Point annotation dataset records:

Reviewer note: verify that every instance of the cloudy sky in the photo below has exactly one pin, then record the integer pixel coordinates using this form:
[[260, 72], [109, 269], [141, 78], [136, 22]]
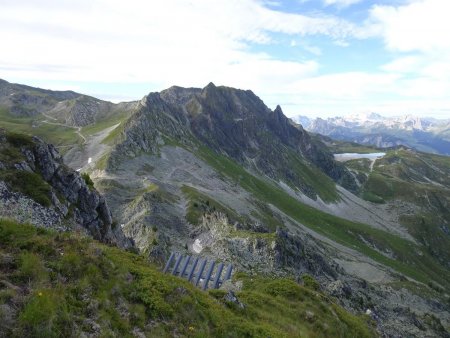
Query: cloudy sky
[[313, 57]]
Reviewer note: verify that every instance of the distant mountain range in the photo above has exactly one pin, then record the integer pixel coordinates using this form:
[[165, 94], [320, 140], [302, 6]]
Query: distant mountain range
[[214, 173], [424, 134]]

Given request: Rewrite every one of the items above, requests included, and multiply each point coordinate in the answers by 2.45, rounding to whole numbers with halves going up. Leave the pictures out.

Finished exercise:
Reviewer note: verify that every instance of the cloudy sky in the photo below has exactly one pin, then record the integer pixel coordinates using this form:
[[260, 72], [109, 269], [141, 78], [136, 22]]
Query: cloudy sky
[[767, 140]]
Reviewer note: verify that every instance of the distant mountain range in the photo above has exactly one pin, then record the integer pixel coordinates using this form:
[[165, 94], [320, 140], [302, 6]]
Query: distant mountain range
[[524, 424], [1039, 328]]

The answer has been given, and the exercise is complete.